Extrait:
>>

Couverture du journal du 12/04/2024 Le nouveau magazine

Dossier : la rentrée du Tribunal Judiciaire de Rennes

L'audience solennelle de rentrée du tribunal judiciaire de Rennes a été marquée par l’installation de sa nouvelle présidente, Béatrice Rivail et un retour sur l’année écoulée. Le procureur de la République Philippe Astruc a fait état d’avancées notables dans la lutte contre les violences faites aux femmes. La première vice-présidente Dominique Ferali.

Tribunal judiciaire de Rennes

Tribunal judiciaire de Rennes ©Studio_Carlito

L’audience de rentrée s’est déroulée le lundi 17 janvier dernier en comité restreint en raison du contexte sanitaire. Seuls les deux chefs de cour, Frédéric Benet-Chambellan, procureur général, et Xavier Ronsin, premier président, ainsi qu’Éric Lemonnier, bâtonnier de l’ordre des avocats étaient présents. Dans son discours d’ouverture, la vice-présidente Dominique Ferali, a rappelé les difficultés de l’institution et précisé que « Non la justice n’est pas réparée et les moyens « rapides » qui ont été mis en œuvre ne suffiront pas à pallier la « pénurie chronique de ressources humaines et matérielles » et faire face aux « réformes multiples, conçues et menées dans l’urgence et l’impréparation », selon les termes employés par les magistrats de la Cour de Cassation. »

Activité pénale : 10 118 affaires poursuivables en 2021

Le procureur de la République Philippe Astruc a ensuite rappelé les principaux axes de travail développés en 2021 et qui se poursuivront en 2022. Et en premier lieu la lutte contre la violence faite aux femmes avec des chiffres encourageants dans la réponse judiciaire à ce fléau.

Violences faites aux femmes : « Nous gagnons sur le ‘chiffre noir’ »

<<

Données enregistrées:
>>

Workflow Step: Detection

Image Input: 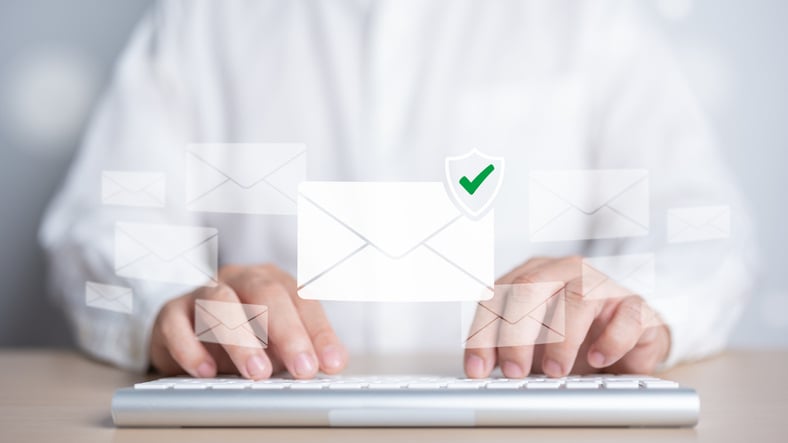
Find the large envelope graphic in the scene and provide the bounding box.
[194,300,268,348]
[115,223,219,286]
[85,281,134,314]
[101,171,165,208]
[186,143,306,214]
[668,206,731,243]
[298,182,494,302]
[462,282,566,349]
[529,169,649,242]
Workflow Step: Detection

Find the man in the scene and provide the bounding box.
[41,0,751,379]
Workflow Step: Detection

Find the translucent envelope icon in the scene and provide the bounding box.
[85,281,134,314]
[582,254,668,327]
[298,182,494,302]
[186,143,306,214]
[194,300,268,348]
[101,171,165,208]
[668,206,731,243]
[529,169,649,242]
[115,223,219,286]
[462,282,566,349]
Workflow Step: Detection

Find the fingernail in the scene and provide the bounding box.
[542,360,564,377]
[293,352,315,377]
[246,355,265,379]
[501,361,525,378]
[197,361,216,378]
[465,354,485,378]
[588,351,605,368]
[320,345,342,369]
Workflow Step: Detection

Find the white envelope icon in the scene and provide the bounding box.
[115,223,219,286]
[668,206,731,243]
[582,254,656,298]
[529,169,649,242]
[462,282,566,349]
[298,182,494,302]
[101,171,165,208]
[85,281,134,314]
[186,143,306,214]
[194,300,268,348]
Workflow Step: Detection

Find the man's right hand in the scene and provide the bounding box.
[150,265,348,380]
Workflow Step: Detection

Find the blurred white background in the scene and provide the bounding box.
[0,0,788,347]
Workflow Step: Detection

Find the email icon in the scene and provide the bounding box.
[582,254,656,299]
[101,171,165,208]
[462,282,566,349]
[115,223,219,286]
[186,143,306,214]
[85,281,134,314]
[668,206,731,243]
[194,300,268,348]
[529,169,649,242]
[298,182,494,302]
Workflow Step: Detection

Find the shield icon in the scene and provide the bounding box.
[445,149,504,219]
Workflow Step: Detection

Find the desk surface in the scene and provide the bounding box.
[0,350,788,443]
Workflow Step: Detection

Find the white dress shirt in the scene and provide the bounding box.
[41,0,753,369]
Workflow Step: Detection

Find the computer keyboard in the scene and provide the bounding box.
[112,374,700,427]
[134,375,679,391]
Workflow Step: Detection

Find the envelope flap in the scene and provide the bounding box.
[116,222,218,261]
[186,143,306,188]
[194,300,268,329]
[87,282,131,300]
[298,182,461,257]
[101,171,164,192]
[531,169,648,214]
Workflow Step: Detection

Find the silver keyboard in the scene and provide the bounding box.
[112,374,700,427]
[134,375,679,391]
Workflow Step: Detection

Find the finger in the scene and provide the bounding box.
[293,294,348,374]
[587,296,645,368]
[609,325,670,374]
[194,283,273,380]
[497,282,564,378]
[542,277,601,377]
[157,297,217,378]
[233,278,319,378]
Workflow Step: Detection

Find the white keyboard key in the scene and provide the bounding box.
[328,382,367,391]
[525,379,563,389]
[134,382,173,389]
[251,382,290,390]
[641,380,679,389]
[564,380,601,389]
[407,381,446,389]
[369,382,406,389]
[486,380,525,389]
[605,379,640,389]
[446,381,488,389]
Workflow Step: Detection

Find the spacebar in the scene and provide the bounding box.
[328,408,476,427]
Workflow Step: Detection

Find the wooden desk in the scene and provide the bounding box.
[0,351,788,443]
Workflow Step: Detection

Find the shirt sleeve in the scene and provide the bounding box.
[39,2,205,370]
[586,8,757,367]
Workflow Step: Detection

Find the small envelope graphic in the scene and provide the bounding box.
[85,281,134,314]
[186,143,306,214]
[298,182,495,302]
[529,169,649,242]
[463,282,566,349]
[668,206,731,243]
[115,223,219,286]
[194,300,268,348]
[101,171,165,208]
[582,254,656,299]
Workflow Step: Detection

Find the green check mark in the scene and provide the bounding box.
[460,164,495,195]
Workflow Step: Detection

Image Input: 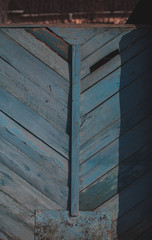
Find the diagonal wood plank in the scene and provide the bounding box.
[0,33,69,104]
[0,163,63,212]
[81,29,149,92]
[96,171,152,221]
[80,44,152,117]
[0,59,70,134]
[80,69,152,144]
[0,88,69,159]
[0,211,34,240]
[0,137,68,206]
[25,27,71,61]
[80,144,152,210]
[81,28,137,79]
[49,26,101,44]
[0,111,68,174]
[80,94,152,189]
[1,28,70,81]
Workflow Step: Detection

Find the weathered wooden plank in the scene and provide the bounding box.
[1,28,70,81]
[80,28,127,74]
[0,88,69,159]
[25,27,71,61]
[81,28,109,61]
[0,190,34,227]
[0,30,70,104]
[70,45,80,217]
[0,163,63,212]
[0,59,70,134]
[80,138,152,210]
[35,210,112,240]
[0,109,68,172]
[0,210,34,240]
[80,68,152,144]
[113,196,152,240]
[49,26,104,45]
[81,29,149,92]
[81,27,148,60]
[80,99,151,162]
[136,225,152,240]
[0,137,68,208]
[80,95,152,189]
[80,41,152,116]
[96,171,152,222]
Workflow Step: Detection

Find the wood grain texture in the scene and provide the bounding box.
[80,113,152,210]
[25,28,70,61]
[49,26,101,45]
[0,88,69,158]
[80,38,152,116]
[70,45,80,217]
[81,29,150,92]
[80,69,151,144]
[1,29,69,81]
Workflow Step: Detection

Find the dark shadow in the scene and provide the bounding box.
[66,45,72,210]
[117,27,152,240]
[127,0,152,24]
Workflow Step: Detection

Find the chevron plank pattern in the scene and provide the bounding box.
[0,28,71,240]
[80,28,152,240]
[0,26,152,240]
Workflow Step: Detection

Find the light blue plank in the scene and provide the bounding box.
[80,141,152,210]
[1,28,69,81]
[81,27,108,61]
[0,137,68,208]
[35,210,112,240]
[0,163,63,212]
[81,27,121,61]
[49,26,101,44]
[0,33,69,104]
[81,29,149,92]
[80,43,152,116]
[80,108,151,162]
[80,68,152,144]
[0,211,34,240]
[96,171,152,221]
[25,27,70,61]
[0,88,69,159]
[0,190,34,227]
[80,94,152,189]
[0,109,68,172]
[0,59,70,134]
[70,45,80,217]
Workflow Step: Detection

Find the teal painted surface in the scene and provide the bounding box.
[0,26,152,240]
[70,45,80,217]
[35,211,112,240]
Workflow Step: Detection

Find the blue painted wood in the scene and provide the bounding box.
[0,26,152,240]
[0,88,69,159]
[81,27,148,62]
[80,44,152,116]
[70,45,80,217]
[80,95,152,190]
[35,210,112,240]
[96,171,152,220]
[80,69,151,144]
[80,114,152,210]
[25,28,70,61]
[1,28,69,81]
[49,26,101,45]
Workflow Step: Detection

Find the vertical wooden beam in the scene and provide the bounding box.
[71,45,80,217]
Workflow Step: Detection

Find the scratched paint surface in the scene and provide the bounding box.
[35,210,112,240]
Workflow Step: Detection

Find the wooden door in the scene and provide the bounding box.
[0,26,152,240]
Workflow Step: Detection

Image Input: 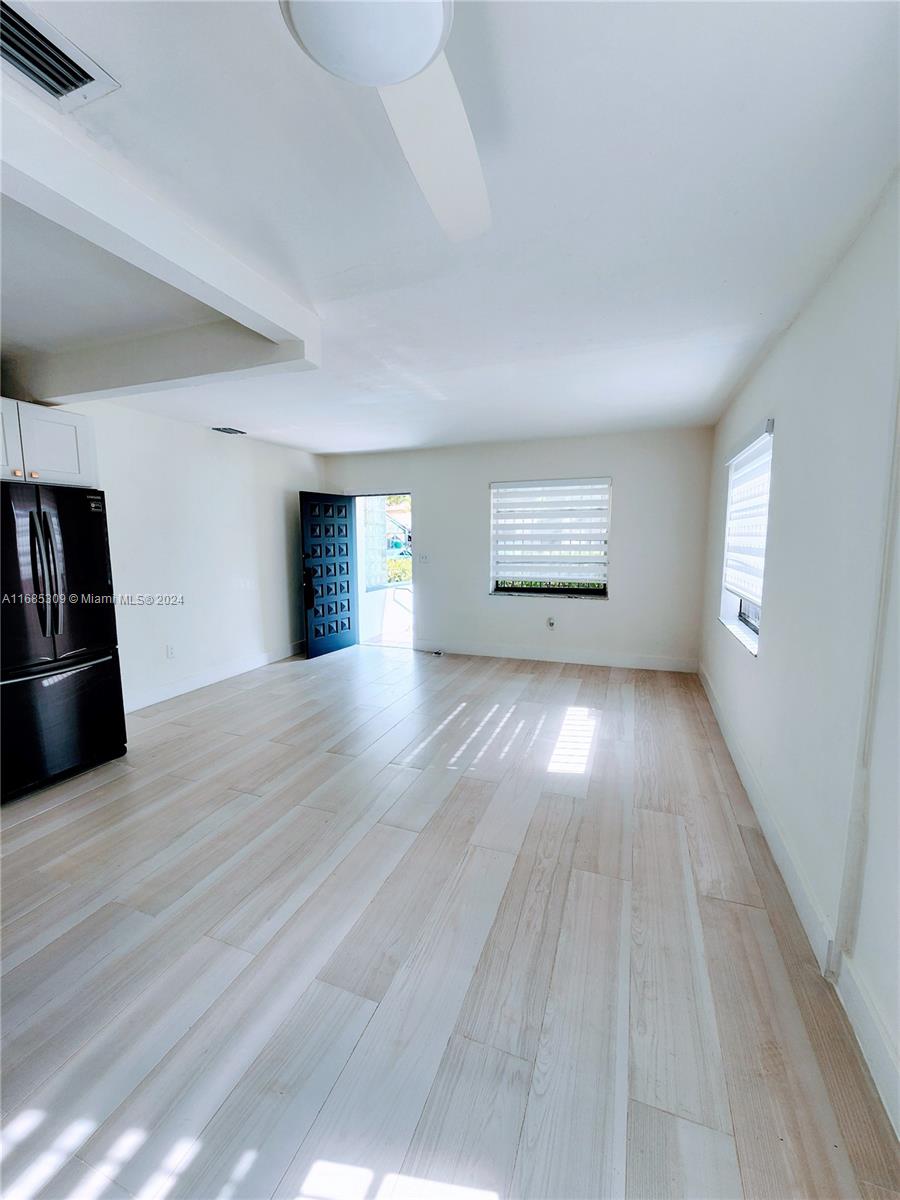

<<

À faire:
1/ D'après l'article sur le tribunal judiciaire de Rennes, quel jour s'est tenue l'audience de rentrée ?
2/ Écrivez la suite de l'article sur le tribunal judiciaire de Rennes.

Réponses par tâche:
1/ Le lundi 17 janvier.

2/
Philippe Astruc s’est notamment réjoui du nombre de procédures reçues qui a plus que doublé passant de 916 à 1 972 « cela atteste que nous gagnons sur le « chiffre noir » des faits non révélés en créant un environnement plus favorable aux victimes. » Le taux de classement sans suite a également diminué, passant de 49,45 % à 37,88 %. Le nombre de stages de responsabilisation des conjoints violents qui constitue la réponse minimale dans ce domaine a pratiquement été multiplié par 6 passant de 102 à 580. Le nombre de transfert du commissariat vers le palais de justice pour réponses immédiates a été multiplié par 3 passant de 103 à 334. L’équipement en « téléphones grave danger » et « bracelets anti-rapprochement » progresse, mais reste encore assez limité.

Le procureur a toutefois rappelé que cette politique pénale très incisive n’était pas sans peser sur l’administration pénitentiaire qui doit désormais prendre en charge 130 détenus pour ce motif et plus de 400 condamnés dans le cadre du milieu ouvert. « Le suivi de cette population pénale, et la détection des risques de nouveaux passages à l’acte constitue un enjeu de taille que nous nous employons (…) à relever notamment par la mise en place d’une grille d’évaluation de la dangerosité spécifique qui nous permet d’identifier les situations les plus préoccupantes. » En 2021 un féminicide est à déplorer sur le ressort.

Stupéfiants : sur le seul « point de vente » de St-Jacques de la Lande 46 trafiquants identifiés en 2021

La politique menée contre la drogue veut à la fois responsabiliser les usagers afin de peser sur « la demande » et lutter contre les trafics pour contrarier « l’offre ». En 2021, 1221 verbalisations pour usage ont été dressées. Côté dealers, l’accent a été mis ces derniers mois sur les trafics dans les halls d’immeubles. Le procureur a rappelé la difficulté de la tâche au vu du nombre de personnes pouvant s’adonner à cette activité sur un point de revente « Si je prends comme exemple celui qui a dramatiquement défrayé la chronique en 2021 de Saint-Jacques de la Lande, ce n’est pas moins de 46 trafiquants qui ont été identifiés cette année sur ce point de revente, dont 10 ont été incarcérés, 11 judiciairement interdits de paraître et 7 demeurent à juger. Je vous laisse faire le compte s’agissant des quelques dizaines de points de revente que nous devons traiter sur Rennes. »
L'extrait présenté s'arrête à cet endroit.